» TASK TO COMPLETE
Copy the material below, swapping every "pointer" for "marker" and leaving everything else unchanged.
— BEGIN EXTRACTED INFORMATION —
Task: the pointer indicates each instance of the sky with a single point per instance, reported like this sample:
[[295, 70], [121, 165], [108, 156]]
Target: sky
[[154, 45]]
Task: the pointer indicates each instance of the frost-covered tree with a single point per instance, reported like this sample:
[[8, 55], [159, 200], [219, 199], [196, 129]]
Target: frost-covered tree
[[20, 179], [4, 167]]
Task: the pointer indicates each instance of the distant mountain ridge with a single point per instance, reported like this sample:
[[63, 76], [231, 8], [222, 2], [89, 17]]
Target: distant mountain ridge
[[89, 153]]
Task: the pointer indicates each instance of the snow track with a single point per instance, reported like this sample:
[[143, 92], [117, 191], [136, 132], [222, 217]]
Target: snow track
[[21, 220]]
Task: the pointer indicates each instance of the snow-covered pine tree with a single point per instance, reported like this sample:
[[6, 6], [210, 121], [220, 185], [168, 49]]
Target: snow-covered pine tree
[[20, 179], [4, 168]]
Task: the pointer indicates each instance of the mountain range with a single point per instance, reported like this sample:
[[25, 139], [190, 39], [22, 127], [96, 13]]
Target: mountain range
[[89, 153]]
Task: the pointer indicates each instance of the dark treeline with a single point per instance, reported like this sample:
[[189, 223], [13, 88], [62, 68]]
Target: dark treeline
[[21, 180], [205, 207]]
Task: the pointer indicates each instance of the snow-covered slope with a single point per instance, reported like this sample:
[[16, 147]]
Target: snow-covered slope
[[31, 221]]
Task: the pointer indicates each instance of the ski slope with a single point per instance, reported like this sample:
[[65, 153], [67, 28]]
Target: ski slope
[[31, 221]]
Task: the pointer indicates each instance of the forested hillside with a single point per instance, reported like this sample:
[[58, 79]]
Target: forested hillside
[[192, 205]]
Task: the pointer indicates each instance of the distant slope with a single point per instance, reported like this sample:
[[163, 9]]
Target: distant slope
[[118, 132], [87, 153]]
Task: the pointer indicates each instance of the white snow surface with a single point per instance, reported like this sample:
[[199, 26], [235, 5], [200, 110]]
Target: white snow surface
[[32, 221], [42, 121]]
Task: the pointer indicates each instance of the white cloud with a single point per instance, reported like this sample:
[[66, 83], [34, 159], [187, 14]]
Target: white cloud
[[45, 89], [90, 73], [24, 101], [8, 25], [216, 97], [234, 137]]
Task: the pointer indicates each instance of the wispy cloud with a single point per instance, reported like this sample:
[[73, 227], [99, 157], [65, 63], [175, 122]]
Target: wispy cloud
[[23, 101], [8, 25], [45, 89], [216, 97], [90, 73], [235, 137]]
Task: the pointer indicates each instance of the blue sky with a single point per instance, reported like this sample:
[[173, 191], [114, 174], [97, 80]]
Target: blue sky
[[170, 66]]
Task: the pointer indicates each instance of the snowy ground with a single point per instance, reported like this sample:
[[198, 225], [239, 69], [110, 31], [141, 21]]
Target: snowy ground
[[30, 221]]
— END EXTRACTED INFORMATION —
» ANSWER TO THE TASK
Task: the marker indicates each instance of the sky with a single point per instance, reported like this sample:
[[295, 70], [121, 165], [108, 156]]
Target: sky
[[154, 45]]
Task: the marker indicates each instance of the frost-covered tree with a single point per instance, reported like this sample:
[[8, 55], [159, 200], [219, 199], [196, 129]]
Target: frost-covered tree
[[20, 179], [4, 167]]
Task: the marker indicates each instance of the distant mountain ridge with a single point per instance, reported like this sample:
[[63, 76], [231, 8], [222, 2], [89, 17]]
Target: distant mountain ridge
[[89, 153]]
Task: the marker indicates each instance of the snow track with a single point per instance, reported like this sample:
[[143, 92], [117, 191], [136, 132], [222, 217]]
Target: snow track
[[21, 220]]
Task: the marker indicates each instance of the snow-covered pine tree with a single point per instance, reported like this sample:
[[6, 6], [210, 121], [220, 185], [168, 49]]
Target: snow-covered pine tree
[[20, 179], [4, 168]]
Task: the marker indicates each instance of the mountain range with a single point per instance, reported like this sample:
[[25, 139], [190, 39], [22, 127], [96, 13]]
Target: mountain range
[[89, 153]]
Task: the marker indicates each instance of the dark treeline with a single point per instance, reported like this sample:
[[189, 223], [13, 88], [62, 68]]
Target: dark treeline
[[21, 180], [205, 207]]
Task: the marker indicates each instance of the snow-covered slope with a single point per instance, reported like this sample:
[[16, 147]]
Target: snow-covered slope
[[31, 221]]
Task: the marker indicates each instance of the ski slope with a single point per instance, reported like this sample:
[[65, 153], [67, 28]]
Target: ski slope
[[31, 221]]
Task: the marker indicates each instance of the forested hillside with a single point per instance, reported like this sample:
[[58, 79]]
Target: forested hillside
[[192, 205]]
Task: the marker indicates each instance of the distant slope with a single point per instance, reported like this sample:
[[163, 9]]
Target: distant slope
[[118, 132], [87, 153]]
Task: the marker indicates each instance of the white snow surface with a single point per instance, reported like this sample:
[[199, 26], [235, 5], [200, 110]]
Target: white snow surface
[[32, 221], [42, 121]]
Task: the marker indicates each instance of the white cloud with a single point per instance, reported like this sample:
[[66, 83], [34, 159], [187, 14]]
Target: white cloud
[[45, 89], [90, 73], [24, 101], [8, 25], [216, 97], [234, 137]]
Task: the marker indicates each instance of the wispy cloud with a single point per instance, reported like this sample:
[[73, 227], [99, 157], [65, 63], [175, 122]]
Target: wispy cloud
[[23, 101], [8, 25], [45, 89], [216, 97], [90, 73], [235, 137]]
Task: the marker indicates each instance of the blue sky with a single point per instance, reported like this sample:
[[173, 191], [114, 174], [97, 80]]
Target: blue sky
[[170, 66]]
Task: the marker indicates each instance of the snowy ground with a single point per instance, reported like this sample:
[[198, 225], [239, 69], [110, 31], [141, 21]]
Target: snowy ground
[[30, 221]]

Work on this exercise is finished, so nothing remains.